__課題概要 1__
新聞用紙割当制度を扱う目次で、第二部が事例として取り上げている新聞は何か。

__ページ抜粋__
· · · ·
第一部 戦後の新聞用紙割当制度と戦後新興紙
 第一章 戦後の新聞用紙割当制度の創設
 第二章 新聞用紙の割当制度をめぐる政治力学
 第三章 新興紙の叢生と全国紙
 第四章 用紙割当制度の矛盾の顕在化
 第五章 「新聞に関する世論調査」の実施
 第六章 購読調整の実施とその影響

第二部 戦後新興紙の盛衰 ~『中京新聞』の事例
 第七章 『中京新聞』の創刊
 第八章 中京新聞社の経営
 第九章 『中京新聞』の最期

第三部 政策としての用紙割当制度
 第一〇章 『アカハタ』と用紙割当
 第一一章 用紙統制撤廃をめぐる政治過程
 第一二章 日本出版協会の事業者団体法違反事件

終章 結論と今後の課題

付表A 新聞用紙生産量などの推移
付表B 購読調整の結果と割当の変更
付表C 中京新聞社 損益計算書
付表D 中京新聞社 貸借対照表(その1)
· · · ·
__提示資料__
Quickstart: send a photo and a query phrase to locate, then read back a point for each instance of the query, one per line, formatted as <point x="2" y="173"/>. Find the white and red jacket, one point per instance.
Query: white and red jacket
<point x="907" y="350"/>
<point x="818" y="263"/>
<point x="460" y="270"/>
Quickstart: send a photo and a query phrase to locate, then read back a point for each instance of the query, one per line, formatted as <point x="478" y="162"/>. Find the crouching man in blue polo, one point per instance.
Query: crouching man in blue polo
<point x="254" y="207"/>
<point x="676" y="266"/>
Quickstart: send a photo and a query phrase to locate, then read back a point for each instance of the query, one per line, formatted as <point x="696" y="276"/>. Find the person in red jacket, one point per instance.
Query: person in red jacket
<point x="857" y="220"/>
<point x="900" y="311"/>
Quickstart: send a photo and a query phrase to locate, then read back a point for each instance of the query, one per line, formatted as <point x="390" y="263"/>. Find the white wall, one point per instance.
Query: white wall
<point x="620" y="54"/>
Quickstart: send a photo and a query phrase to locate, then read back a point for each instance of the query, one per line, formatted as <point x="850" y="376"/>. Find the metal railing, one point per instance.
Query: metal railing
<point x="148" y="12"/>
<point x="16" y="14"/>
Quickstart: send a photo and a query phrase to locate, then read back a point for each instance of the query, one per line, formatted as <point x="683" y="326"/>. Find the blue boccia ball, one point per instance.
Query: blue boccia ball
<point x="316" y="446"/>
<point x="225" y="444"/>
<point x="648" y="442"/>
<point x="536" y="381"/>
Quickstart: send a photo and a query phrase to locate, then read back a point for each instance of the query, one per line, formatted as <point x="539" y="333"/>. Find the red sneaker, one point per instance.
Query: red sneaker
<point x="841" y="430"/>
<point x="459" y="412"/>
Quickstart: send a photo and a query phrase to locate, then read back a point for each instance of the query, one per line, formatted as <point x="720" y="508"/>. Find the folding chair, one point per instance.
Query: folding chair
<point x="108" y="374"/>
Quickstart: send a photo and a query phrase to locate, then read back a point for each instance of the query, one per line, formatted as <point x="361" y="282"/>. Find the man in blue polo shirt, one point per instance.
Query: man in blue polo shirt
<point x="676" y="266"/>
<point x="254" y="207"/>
· · · ·
__課題概要 2__
エントリーから、文字列「crouching」を含む行をすべて抜き出せ。大文字と小文字は区別する。

__問題の解答 1__
『中京新聞』。

__問題の解答 2__
Quickstart: send a photo and a query phrase to locate, then read back a point for each instance of the query, one per line, formatted as <point x="478" y="162"/>. Find the crouching man in blue polo, one point per instance.
Query: crouching man in blue polo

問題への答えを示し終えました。